▶

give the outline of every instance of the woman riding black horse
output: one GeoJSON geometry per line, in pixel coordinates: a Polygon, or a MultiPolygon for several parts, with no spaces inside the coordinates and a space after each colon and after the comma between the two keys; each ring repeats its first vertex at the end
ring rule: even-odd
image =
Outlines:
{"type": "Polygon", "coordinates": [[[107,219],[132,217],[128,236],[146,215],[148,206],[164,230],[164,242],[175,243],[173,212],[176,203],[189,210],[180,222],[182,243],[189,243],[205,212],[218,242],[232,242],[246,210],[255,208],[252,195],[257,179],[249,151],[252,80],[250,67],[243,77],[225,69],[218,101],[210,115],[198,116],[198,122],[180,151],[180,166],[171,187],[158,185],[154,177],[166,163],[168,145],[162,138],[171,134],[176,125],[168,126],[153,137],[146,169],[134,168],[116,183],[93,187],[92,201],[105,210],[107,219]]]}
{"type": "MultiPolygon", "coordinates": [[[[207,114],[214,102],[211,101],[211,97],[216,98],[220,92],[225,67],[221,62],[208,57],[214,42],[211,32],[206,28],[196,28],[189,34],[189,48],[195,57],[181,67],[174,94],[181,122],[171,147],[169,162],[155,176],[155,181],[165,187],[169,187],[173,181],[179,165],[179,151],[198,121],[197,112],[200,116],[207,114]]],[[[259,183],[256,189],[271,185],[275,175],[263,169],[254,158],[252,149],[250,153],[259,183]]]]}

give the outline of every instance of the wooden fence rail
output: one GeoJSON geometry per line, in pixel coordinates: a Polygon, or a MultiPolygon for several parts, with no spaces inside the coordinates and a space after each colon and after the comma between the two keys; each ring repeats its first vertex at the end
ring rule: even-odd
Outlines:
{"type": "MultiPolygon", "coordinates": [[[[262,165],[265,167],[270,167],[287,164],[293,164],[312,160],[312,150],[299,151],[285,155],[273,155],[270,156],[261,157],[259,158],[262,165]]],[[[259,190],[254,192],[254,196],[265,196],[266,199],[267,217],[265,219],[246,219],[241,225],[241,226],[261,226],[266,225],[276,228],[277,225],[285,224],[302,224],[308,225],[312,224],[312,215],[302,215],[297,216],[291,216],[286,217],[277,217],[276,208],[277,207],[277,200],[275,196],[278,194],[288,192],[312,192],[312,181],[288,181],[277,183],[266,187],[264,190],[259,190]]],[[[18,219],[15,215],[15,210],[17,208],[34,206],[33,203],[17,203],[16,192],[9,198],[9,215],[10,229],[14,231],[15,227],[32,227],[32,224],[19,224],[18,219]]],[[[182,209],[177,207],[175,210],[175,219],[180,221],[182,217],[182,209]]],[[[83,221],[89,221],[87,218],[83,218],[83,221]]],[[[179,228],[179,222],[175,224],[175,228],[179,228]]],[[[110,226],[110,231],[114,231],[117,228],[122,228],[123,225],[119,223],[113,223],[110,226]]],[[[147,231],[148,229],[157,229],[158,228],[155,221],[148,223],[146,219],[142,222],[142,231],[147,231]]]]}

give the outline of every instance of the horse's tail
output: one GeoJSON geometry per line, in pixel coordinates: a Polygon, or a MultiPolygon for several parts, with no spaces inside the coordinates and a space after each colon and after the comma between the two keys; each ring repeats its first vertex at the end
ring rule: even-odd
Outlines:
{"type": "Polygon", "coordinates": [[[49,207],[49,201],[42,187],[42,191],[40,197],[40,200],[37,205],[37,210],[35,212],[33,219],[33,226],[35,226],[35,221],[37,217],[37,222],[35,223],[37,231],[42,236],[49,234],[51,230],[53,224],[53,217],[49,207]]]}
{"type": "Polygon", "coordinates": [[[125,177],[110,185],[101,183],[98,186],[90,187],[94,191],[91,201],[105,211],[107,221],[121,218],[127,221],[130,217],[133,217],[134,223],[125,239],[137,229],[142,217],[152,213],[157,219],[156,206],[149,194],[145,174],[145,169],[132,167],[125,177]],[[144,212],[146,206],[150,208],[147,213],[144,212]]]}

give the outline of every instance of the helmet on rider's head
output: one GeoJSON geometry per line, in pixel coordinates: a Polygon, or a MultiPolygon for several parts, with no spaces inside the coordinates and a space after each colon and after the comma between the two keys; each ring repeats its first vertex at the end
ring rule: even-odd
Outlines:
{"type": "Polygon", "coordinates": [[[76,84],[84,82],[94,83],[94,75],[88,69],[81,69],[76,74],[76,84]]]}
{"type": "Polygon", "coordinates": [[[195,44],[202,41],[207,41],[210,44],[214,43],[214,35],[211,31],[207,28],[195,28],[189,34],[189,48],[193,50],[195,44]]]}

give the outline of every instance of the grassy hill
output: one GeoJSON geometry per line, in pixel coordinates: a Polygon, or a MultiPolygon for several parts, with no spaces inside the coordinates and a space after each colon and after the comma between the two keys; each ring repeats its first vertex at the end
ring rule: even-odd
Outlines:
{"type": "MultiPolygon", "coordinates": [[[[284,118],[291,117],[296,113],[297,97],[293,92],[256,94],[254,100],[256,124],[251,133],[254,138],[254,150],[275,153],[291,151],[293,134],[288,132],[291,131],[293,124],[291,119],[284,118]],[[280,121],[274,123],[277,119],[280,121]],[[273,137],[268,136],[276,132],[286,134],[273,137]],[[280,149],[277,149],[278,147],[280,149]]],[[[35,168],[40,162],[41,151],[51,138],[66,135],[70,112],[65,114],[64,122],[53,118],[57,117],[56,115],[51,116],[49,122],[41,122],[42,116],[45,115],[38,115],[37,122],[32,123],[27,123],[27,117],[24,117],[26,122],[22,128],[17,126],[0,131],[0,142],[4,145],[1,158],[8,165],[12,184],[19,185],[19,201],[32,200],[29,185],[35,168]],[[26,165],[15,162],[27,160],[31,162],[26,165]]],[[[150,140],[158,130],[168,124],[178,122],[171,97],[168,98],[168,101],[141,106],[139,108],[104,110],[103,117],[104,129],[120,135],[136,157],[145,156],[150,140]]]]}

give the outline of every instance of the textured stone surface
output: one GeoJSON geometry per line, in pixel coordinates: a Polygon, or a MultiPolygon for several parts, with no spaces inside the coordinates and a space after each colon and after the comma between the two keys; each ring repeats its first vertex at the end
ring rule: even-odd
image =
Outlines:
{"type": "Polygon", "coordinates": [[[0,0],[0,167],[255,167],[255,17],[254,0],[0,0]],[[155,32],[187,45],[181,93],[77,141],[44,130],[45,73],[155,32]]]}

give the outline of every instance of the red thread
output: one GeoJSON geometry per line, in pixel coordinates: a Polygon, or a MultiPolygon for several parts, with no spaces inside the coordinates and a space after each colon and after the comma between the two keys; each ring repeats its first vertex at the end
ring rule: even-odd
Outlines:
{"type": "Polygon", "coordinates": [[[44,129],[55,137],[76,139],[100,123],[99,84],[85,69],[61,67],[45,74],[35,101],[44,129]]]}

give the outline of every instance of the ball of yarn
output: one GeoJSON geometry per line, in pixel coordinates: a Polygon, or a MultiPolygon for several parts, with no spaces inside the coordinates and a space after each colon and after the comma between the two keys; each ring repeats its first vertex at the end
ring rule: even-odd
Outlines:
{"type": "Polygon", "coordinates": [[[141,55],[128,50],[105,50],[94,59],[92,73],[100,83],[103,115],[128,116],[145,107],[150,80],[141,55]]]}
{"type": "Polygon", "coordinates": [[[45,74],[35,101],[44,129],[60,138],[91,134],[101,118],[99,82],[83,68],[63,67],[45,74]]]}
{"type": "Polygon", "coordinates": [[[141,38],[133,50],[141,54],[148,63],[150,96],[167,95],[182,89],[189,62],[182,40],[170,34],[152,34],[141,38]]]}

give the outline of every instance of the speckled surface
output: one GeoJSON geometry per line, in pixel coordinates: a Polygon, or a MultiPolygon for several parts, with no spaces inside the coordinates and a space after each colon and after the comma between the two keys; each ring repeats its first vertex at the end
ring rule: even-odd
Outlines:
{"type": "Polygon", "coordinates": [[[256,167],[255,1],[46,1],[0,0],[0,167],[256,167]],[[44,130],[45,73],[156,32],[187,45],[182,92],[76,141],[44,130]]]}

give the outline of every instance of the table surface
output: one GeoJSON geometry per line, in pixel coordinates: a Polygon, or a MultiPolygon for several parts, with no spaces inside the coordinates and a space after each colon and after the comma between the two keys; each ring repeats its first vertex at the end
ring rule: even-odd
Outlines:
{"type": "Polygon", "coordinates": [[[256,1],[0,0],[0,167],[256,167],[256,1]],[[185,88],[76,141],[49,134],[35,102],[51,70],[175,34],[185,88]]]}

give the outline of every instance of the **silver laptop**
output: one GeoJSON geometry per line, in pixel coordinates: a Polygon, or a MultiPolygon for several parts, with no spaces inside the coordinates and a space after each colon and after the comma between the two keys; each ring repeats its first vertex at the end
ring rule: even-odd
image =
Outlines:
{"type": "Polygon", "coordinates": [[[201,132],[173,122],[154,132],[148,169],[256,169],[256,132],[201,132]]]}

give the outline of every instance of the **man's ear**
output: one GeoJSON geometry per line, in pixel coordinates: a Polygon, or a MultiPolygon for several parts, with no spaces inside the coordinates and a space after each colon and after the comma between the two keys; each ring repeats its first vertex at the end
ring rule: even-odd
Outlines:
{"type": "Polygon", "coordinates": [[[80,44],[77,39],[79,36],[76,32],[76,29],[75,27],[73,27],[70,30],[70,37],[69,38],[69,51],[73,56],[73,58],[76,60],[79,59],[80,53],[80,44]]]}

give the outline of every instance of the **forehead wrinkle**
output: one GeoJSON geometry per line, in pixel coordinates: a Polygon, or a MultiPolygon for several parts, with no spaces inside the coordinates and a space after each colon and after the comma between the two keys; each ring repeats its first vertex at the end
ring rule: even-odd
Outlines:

◀

§ **What is expected**
Turn the lines above, from the one containing "give the outline of every instance of the **man's" through the end of the rows, inclusive, into a numbered list, leaving out any blank lines.

§ **Complete output**
1. give the outline of every instance of the **man's ear**
2. output: one GeoJSON geometry per line, in pixel coordinates: a Polygon, or a MultiPolygon for several parts, with no spaces inside the coordinates and a space after each colon and after the comma between the two keys; each ring repeats its first vertex at the end
3. ring rule: even-odd
4. Outlines:
5. {"type": "Polygon", "coordinates": [[[80,44],[77,39],[79,36],[76,32],[76,29],[75,27],[73,27],[70,30],[70,37],[69,38],[69,51],[73,56],[73,58],[76,60],[79,59],[80,53],[80,44]]]}
6. give the outline of every instance of the **forehead wrinkle**
7. output: one GeoJSON geometry per line, in pixel coordinates: a Polygon, or a MultiPolygon for several parts, with no spaces inside the coordinates and a space after each colon and after the comma between the two keys; each ring repeats its first vertex at the end
8. ring rule: even-odd
9. Outlines:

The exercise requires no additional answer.